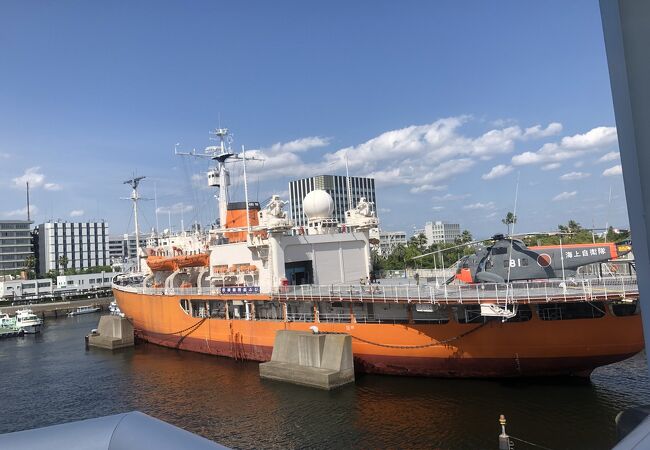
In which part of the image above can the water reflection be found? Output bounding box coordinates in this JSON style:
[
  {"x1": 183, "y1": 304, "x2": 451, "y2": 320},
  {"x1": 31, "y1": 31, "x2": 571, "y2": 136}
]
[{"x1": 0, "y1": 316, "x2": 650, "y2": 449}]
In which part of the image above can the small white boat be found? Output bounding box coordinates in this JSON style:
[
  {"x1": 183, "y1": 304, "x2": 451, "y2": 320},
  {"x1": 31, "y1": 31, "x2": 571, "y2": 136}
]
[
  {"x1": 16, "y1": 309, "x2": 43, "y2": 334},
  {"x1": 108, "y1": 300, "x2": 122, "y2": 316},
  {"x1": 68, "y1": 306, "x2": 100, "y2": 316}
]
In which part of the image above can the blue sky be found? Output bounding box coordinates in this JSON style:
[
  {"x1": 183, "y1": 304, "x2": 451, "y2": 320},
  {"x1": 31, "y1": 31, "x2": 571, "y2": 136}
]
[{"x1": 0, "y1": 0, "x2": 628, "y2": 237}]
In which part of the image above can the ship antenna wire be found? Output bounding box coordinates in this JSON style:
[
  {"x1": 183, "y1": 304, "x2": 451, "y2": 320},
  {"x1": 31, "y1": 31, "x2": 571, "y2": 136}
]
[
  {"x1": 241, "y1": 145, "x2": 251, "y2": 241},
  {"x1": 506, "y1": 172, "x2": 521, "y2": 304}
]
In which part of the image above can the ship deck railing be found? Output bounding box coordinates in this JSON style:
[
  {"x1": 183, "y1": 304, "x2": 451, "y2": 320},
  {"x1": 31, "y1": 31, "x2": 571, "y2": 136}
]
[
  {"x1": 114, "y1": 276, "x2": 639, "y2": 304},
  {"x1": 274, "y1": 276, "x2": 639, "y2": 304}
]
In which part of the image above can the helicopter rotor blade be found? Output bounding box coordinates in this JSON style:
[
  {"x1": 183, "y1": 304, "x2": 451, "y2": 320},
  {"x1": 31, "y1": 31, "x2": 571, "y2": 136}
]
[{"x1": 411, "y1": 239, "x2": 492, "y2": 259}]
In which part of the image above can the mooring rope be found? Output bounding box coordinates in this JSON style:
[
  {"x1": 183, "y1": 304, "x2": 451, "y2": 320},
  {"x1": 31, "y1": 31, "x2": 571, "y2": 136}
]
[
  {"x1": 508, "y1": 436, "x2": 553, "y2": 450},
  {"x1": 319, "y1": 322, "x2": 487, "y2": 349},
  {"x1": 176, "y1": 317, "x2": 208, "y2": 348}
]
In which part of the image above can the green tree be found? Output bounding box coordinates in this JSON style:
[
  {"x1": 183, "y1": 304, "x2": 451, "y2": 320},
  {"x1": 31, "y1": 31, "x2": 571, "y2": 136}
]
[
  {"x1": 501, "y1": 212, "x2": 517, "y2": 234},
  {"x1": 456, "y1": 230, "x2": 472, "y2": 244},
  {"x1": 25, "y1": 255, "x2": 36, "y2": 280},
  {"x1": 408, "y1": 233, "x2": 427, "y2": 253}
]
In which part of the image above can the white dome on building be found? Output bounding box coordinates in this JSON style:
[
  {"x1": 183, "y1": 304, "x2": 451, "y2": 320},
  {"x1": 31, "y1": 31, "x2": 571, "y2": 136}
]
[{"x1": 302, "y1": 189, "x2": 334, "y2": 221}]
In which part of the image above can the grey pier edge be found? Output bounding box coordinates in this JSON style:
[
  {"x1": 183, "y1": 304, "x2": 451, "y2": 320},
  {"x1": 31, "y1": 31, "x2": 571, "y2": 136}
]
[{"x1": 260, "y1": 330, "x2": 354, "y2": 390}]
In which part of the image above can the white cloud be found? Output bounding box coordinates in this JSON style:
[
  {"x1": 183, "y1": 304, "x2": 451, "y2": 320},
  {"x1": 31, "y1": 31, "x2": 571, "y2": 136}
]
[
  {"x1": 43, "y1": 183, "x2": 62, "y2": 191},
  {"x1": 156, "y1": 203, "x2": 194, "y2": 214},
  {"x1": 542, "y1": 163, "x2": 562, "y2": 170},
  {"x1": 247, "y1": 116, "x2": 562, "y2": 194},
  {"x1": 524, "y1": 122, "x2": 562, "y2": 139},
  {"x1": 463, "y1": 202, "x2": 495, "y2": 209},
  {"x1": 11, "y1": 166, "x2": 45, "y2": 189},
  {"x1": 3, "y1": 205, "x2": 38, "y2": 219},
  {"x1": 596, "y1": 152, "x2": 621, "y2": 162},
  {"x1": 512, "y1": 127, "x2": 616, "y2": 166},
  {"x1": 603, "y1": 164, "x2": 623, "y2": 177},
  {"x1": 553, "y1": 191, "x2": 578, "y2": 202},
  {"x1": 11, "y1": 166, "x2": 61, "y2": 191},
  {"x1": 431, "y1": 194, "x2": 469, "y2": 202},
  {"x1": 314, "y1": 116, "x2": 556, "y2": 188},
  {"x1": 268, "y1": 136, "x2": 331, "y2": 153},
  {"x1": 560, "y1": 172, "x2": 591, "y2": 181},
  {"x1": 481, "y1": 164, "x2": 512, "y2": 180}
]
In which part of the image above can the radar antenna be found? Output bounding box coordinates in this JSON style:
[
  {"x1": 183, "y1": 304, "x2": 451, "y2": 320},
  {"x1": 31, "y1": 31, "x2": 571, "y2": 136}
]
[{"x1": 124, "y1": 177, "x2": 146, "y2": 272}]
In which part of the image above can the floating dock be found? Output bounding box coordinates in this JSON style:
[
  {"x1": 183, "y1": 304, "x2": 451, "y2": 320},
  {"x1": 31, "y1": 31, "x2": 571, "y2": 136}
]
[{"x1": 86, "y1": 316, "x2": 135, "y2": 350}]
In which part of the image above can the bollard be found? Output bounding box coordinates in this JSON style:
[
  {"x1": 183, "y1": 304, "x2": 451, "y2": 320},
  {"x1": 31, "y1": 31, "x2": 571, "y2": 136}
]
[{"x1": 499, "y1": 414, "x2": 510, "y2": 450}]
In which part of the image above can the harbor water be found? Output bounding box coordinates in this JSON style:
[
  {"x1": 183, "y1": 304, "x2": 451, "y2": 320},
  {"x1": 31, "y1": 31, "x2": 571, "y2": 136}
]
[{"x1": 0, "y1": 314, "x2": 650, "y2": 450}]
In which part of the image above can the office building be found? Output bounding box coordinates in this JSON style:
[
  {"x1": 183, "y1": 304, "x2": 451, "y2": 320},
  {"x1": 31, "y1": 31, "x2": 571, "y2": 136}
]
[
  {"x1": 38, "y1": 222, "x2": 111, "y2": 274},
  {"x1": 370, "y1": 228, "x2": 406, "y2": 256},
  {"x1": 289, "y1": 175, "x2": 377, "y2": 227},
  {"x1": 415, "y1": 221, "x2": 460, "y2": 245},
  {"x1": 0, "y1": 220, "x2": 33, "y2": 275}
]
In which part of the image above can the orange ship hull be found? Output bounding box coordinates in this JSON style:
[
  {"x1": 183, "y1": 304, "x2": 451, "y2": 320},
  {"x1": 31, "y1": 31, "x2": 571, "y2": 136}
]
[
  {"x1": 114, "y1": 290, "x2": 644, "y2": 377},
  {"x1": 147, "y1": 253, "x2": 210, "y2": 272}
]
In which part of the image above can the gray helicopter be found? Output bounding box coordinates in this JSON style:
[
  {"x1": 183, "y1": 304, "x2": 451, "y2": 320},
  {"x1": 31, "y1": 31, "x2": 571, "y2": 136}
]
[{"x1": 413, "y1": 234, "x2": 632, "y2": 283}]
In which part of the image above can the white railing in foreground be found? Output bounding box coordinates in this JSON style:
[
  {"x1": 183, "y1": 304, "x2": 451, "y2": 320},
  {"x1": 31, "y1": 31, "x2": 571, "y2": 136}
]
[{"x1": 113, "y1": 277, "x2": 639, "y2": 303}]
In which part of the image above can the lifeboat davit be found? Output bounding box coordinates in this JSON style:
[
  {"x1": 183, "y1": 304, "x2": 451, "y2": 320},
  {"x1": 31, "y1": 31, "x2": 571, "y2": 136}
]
==================================================
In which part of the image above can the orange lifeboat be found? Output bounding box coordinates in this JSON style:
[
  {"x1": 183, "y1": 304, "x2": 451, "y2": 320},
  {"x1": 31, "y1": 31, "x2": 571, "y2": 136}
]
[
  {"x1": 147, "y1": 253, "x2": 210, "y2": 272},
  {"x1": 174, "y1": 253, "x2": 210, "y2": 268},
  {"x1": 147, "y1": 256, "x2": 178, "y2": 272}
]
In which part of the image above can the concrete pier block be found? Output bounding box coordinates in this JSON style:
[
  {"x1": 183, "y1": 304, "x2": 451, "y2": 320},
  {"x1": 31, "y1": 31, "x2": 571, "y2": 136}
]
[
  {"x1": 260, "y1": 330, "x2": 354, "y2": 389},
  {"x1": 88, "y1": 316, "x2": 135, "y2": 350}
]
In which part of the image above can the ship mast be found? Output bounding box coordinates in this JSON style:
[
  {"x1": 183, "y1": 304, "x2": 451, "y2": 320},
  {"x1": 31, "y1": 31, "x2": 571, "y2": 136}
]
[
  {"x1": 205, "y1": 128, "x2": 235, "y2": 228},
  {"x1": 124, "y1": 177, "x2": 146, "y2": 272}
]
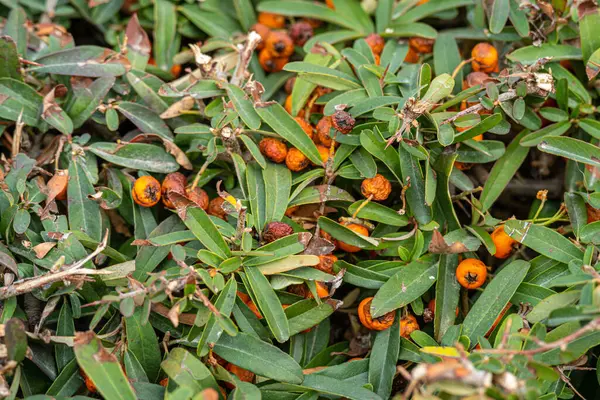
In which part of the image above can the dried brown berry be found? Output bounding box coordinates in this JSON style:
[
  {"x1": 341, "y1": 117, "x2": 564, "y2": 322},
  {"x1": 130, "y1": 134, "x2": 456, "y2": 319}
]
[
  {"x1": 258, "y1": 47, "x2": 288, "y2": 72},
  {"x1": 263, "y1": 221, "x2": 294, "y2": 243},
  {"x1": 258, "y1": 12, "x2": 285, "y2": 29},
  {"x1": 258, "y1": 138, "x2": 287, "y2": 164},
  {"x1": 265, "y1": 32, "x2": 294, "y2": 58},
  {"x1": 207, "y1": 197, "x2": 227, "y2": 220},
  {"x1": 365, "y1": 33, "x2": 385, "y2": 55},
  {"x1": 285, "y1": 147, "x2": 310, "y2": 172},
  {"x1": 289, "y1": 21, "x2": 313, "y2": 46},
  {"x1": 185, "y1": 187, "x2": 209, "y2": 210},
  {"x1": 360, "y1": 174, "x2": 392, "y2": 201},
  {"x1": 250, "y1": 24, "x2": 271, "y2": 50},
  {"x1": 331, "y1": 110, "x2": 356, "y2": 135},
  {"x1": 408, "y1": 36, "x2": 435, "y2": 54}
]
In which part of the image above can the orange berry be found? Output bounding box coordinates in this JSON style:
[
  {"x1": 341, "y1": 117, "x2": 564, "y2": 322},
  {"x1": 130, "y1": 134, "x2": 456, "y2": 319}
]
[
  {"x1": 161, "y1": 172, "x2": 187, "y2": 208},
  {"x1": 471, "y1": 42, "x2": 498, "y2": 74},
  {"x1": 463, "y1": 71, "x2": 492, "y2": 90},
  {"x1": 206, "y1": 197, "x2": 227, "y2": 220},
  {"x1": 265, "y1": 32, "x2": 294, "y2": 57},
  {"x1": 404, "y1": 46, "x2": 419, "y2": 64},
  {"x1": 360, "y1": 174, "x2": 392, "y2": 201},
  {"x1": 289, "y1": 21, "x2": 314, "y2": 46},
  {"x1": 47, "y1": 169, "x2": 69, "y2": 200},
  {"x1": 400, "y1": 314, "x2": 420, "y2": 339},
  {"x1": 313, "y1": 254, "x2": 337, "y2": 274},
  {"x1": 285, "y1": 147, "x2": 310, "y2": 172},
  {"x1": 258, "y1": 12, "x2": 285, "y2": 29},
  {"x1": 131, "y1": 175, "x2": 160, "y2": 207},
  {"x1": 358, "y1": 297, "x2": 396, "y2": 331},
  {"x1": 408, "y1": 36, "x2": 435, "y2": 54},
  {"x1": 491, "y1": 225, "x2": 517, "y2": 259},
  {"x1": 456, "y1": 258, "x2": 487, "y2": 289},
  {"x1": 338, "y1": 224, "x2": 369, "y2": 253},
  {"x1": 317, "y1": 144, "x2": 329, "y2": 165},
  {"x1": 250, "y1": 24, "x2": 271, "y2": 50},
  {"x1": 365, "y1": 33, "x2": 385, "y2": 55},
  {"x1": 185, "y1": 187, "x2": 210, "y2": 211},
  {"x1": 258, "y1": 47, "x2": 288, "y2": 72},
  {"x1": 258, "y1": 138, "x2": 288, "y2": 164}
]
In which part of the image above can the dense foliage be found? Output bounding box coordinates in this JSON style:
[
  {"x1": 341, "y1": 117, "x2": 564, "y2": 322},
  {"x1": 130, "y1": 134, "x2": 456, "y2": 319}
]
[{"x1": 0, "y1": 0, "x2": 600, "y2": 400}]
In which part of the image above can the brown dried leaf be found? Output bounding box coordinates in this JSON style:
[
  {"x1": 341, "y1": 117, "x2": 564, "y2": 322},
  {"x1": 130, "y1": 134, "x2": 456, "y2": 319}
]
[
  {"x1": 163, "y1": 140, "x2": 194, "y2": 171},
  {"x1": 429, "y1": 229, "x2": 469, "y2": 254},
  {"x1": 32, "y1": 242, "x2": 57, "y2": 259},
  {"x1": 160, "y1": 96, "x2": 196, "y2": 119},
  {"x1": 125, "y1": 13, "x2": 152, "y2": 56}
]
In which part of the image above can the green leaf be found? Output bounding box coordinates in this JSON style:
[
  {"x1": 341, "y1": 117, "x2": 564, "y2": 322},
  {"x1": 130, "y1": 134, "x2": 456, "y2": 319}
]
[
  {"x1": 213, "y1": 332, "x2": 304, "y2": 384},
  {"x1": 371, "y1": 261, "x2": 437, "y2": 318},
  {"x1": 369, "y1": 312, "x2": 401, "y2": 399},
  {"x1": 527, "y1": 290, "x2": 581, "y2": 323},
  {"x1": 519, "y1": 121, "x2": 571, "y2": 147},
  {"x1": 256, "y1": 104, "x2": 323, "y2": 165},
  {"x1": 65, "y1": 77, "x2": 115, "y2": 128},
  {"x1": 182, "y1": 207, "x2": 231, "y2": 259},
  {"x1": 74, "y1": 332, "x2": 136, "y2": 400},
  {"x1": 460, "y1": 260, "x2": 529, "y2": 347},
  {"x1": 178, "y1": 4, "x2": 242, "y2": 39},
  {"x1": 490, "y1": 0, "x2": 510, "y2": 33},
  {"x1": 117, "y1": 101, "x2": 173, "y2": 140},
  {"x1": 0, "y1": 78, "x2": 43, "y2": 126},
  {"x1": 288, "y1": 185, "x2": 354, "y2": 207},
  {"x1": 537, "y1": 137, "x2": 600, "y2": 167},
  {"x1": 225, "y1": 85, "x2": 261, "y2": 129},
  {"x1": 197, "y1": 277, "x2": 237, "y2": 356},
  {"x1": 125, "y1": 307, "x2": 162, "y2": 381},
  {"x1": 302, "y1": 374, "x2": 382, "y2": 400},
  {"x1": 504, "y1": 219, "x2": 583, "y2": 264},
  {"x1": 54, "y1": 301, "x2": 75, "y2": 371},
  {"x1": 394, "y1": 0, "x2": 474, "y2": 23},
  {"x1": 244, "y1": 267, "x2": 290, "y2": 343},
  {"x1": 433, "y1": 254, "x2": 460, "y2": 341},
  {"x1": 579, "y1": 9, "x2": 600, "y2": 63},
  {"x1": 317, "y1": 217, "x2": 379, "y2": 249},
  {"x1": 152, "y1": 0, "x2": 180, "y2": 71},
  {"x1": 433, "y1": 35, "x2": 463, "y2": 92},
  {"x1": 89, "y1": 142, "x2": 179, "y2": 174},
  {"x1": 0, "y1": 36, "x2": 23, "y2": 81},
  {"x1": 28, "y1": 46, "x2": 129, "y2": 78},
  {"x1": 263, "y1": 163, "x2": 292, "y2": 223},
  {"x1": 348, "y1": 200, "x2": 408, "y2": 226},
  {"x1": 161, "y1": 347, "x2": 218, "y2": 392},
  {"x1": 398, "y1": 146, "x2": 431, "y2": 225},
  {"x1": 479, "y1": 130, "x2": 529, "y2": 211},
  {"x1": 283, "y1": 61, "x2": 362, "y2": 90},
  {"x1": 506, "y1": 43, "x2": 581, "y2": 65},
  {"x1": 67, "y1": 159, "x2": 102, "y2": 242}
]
==================================================
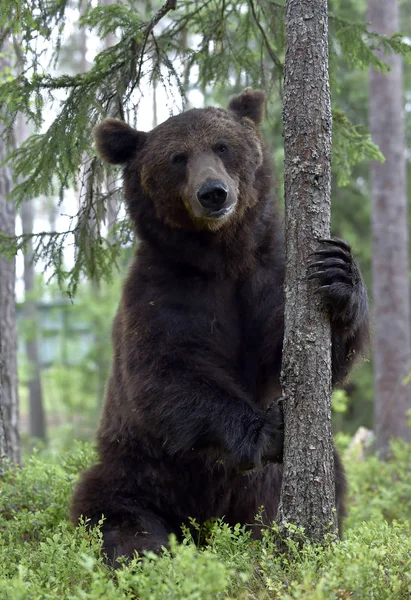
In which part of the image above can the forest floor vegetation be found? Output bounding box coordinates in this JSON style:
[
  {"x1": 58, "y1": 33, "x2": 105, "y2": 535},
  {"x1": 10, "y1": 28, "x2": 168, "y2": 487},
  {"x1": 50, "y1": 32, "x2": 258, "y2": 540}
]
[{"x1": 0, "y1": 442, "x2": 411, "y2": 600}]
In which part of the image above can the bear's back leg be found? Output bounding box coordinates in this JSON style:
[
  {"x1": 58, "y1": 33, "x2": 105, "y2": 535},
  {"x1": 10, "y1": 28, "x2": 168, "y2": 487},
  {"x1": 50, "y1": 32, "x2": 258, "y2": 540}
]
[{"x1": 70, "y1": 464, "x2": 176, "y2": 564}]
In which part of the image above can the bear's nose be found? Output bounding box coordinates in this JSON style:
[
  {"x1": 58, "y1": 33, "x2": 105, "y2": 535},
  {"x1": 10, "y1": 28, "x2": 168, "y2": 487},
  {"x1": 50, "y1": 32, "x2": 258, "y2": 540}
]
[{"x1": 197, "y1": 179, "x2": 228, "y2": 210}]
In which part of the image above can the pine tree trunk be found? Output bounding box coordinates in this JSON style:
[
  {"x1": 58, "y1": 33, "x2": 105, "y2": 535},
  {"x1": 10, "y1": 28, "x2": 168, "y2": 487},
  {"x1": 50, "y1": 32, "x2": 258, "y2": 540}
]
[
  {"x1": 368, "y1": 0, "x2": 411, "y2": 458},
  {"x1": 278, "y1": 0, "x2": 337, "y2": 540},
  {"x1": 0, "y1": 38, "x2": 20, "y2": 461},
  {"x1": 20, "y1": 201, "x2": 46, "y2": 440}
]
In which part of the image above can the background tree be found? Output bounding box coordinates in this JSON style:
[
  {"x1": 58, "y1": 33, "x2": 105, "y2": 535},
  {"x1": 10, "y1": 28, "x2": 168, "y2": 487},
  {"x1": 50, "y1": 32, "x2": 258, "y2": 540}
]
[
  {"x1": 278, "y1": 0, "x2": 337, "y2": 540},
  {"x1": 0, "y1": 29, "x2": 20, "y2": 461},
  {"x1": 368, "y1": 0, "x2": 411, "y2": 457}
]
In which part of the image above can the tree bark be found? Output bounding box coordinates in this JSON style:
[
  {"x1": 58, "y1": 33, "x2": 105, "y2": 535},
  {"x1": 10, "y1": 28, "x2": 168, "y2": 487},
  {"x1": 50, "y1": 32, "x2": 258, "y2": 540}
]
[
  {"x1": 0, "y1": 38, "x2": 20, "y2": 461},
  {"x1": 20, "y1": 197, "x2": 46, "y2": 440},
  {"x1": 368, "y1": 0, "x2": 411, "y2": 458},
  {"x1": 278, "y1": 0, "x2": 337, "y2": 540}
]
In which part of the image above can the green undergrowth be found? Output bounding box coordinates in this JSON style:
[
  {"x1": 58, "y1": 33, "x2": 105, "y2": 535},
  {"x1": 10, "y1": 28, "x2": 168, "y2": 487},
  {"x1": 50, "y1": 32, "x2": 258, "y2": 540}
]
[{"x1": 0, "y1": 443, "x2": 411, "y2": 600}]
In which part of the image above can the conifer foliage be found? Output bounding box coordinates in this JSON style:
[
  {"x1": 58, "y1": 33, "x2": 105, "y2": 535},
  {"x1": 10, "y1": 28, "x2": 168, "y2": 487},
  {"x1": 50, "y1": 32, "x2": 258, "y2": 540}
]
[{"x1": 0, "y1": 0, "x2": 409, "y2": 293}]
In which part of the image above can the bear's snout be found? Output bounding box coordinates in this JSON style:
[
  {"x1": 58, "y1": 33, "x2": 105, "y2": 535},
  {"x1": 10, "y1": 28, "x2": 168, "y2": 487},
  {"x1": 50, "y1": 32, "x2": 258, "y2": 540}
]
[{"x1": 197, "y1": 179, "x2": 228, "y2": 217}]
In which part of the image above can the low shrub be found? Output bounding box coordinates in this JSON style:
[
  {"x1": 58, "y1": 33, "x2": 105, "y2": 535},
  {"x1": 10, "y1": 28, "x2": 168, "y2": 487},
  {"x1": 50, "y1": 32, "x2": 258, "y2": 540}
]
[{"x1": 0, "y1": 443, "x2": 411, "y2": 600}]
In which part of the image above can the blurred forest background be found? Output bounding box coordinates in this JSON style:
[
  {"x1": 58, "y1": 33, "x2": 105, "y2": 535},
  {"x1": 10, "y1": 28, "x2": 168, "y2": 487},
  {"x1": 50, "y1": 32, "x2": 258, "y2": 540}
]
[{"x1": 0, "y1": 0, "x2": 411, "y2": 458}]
==================================================
● Stated goal: Copy out every line in the items above that contains the word "building". Case counts.

● The result:
In which part of the image above can the white dome on building be found? Output bounding box coordinates in this JSON style:
In which part of the image above can the office building be found? Output bounding box coordinates in this JSON style:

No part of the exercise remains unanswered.